**WRITTEN PROBLEM A**
Answer these questions from the passage on imitating tortoise shell:
(i) Which woods are named as suitable for the work?
(ii) What is used to sweep off the loose silver once the leaf has dried?
(iii) Which pigment is said to come nearest to the color of the shell?

**DOCUMENT**
Talking – as I was, with someone the other day – about the various methods I employed to simulate tortoise shell (and indeed, ‘tortoise shell’) on an earlier girandole and chest of drawers I made; I herewith append (as promised) William Salmon’s instructions that I have zealously adhered to – more or less – for several decades.
That which we endeavor to imitate is Tortoiſe Shell laid, upon Silver Foil, which gives it life and beauty: now to imitate this well, let your Wood be cloſe girain’d, ſmooth, and well wrought, as Box, Pear-tree, Wallnut-tree, &c.
Then take a fit varniſhing Pencil [camel hair brush] and with your thickest Seed-lac Varniſh ſtrike over the breadth of a Silver Leaf, which taking up with Cotton, lay on Upon your Work whilſt it is moiſt, dabbing it cloſe to the Work, as you are taught in Gilding.
This done, Varniſh another Place, and in like manner lay on another Leaf of Silver as before, and, ſo continue, till the whole Work is covered over with Leaf Silver: and then let it dry throughly, and with a fine [hog’s] Hair Bruſh ſweep off all the looſe Silver.
Take Lamp-black, or rather Cologne Earth, (which comes neareſt to the Color of the Shell) and grind it with Parchment Size, or Gum-water, till it becomes very fine and impalpable: and being finely ground, mix it with more Parchment Size or Gum-water, agreeing with that you firſt ground it withal.
With this mixture ſpot the darkeſt part of your Shell, after a careleſs cloudy manner, imitating Nature as much as may be, letting a piece of the true Shell lie by you to look upon, thereby to acuate your Fancy and Genius.
Take Gum-water and therewith grind fine Sanguis Draconis [dragon’s blood] very ſoft; but ſome grind the Sanguis Draconis dry, till it is very fine, and then mix it with fine Seed-lac Varniſh, which is moſt proper and agreeable for this Work, and not ſo apt to Poliſh off as Size or Gum-water.
Now whereas, there are ſeveral Reds lighter and darker to be found on the edges of the blacker Part, and ſometimes lie in Streaks, and Clouds, on the tranſparent part of the Shell, we are now to imitate that with one of the two former mixtures of Dragons Blood.

**WRITTEN PROBLEM B**
Gather every line of the listing that contains the string "stone". Case counts.

**GIVEN RECORDS**
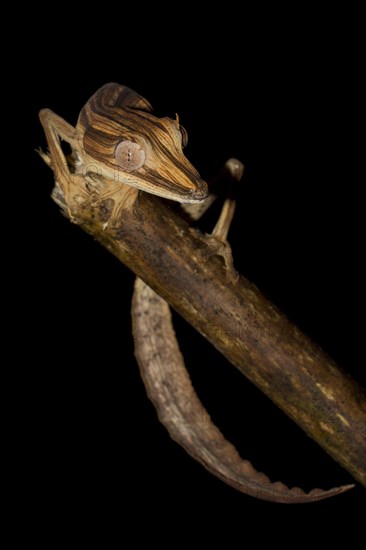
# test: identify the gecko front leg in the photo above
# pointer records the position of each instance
(179, 409)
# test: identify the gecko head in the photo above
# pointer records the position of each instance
(133, 147)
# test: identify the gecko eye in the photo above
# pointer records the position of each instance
(183, 131)
(129, 155)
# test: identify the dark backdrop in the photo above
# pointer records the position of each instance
(288, 105)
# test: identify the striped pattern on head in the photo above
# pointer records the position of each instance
(117, 121)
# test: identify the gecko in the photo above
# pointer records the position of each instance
(119, 146)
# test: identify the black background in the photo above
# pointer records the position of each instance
(286, 100)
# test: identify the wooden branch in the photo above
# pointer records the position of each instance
(175, 260)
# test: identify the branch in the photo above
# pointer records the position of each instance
(174, 259)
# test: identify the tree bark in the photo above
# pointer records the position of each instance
(175, 260)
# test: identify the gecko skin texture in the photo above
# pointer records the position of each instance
(118, 149)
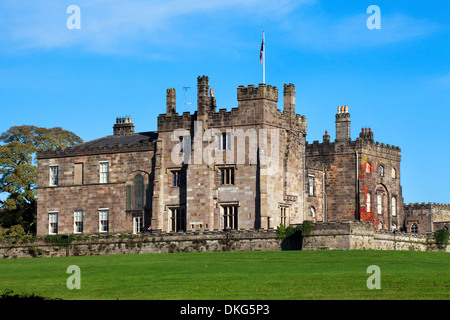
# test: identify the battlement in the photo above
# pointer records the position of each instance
(429, 205)
(247, 113)
(263, 91)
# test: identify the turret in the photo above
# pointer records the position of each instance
(123, 126)
(289, 103)
(171, 101)
(343, 124)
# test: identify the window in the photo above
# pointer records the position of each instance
(104, 172)
(181, 144)
(284, 213)
(53, 223)
(178, 178)
(224, 141)
(230, 217)
(379, 200)
(53, 176)
(311, 185)
(381, 171)
(138, 182)
(137, 224)
(178, 219)
(227, 176)
(103, 220)
(78, 221)
(394, 206)
(78, 173)
(394, 227)
(368, 202)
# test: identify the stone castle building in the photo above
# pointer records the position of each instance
(247, 168)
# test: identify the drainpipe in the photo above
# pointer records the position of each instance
(324, 202)
(357, 188)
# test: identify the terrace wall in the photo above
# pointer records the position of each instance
(324, 236)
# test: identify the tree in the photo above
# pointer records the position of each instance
(18, 170)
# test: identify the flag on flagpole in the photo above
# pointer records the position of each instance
(261, 53)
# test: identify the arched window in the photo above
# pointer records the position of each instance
(394, 206)
(381, 171)
(368, 202)
(379, 203)
(138, 182)
(394, 227)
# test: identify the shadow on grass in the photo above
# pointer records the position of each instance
(9, 295)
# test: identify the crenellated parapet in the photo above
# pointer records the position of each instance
(425, 206)
(263, 91)
(256, 106)
(94, 150)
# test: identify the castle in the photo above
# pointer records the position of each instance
(247, 168)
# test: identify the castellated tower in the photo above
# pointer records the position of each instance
(171, 100)
(343, 124)
(255, 179)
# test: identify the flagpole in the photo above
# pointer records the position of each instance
(264, 59)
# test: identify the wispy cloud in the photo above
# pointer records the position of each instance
(131, 26)
(347, 33)
(114, 26)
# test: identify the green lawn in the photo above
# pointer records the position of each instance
(283, 275)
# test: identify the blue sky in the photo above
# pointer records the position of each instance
(395, 80)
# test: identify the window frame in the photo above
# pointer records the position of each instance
(381, 170)
(379, 203)
(230, 217)
(394, 206)
(100, 220)
(50, 222)
(311, 185)
(104, 173)
(78, 219)
(227, 176)
(368, 202)
(52, 181)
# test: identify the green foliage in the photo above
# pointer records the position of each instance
(306, 227)
(243, 275)
(9, 295)
(441, 237)
(18, 170)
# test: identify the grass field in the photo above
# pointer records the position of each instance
(284, 275)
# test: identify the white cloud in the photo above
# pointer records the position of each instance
(133, 26)
(347, 33)
(119, 26)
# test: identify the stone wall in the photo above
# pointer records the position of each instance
(144, 243)
(362, 236)
(324, 236)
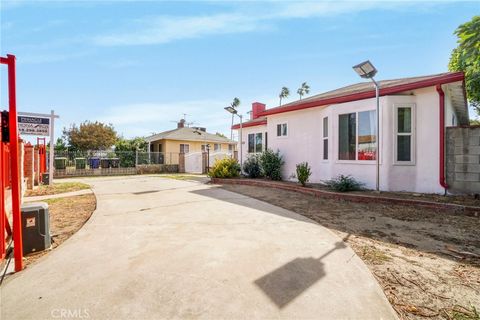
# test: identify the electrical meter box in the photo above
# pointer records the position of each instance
(35, 227)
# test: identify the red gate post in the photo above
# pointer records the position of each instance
(2, 205)
(14, 162)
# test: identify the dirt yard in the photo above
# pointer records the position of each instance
(67, 216)
(427, 262)
(56, 188)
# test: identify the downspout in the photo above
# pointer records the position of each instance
(441, 95)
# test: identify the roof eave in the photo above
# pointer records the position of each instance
(249, 124)
(444, 79)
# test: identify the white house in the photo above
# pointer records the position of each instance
(335, 132)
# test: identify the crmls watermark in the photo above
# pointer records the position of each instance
(65, 313)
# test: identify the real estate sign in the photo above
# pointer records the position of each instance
(34, 126)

**WORKED SOLUTION A**
(i) Box, Pear-tree, and Wallnut-tree.
(ii) A fine hog's hair brush.
(iii) Cologne Earth.

**WORKED SOLUTION B**
# test: identify the stone castle building in the photo above
# test: identify the stone wall in the photo above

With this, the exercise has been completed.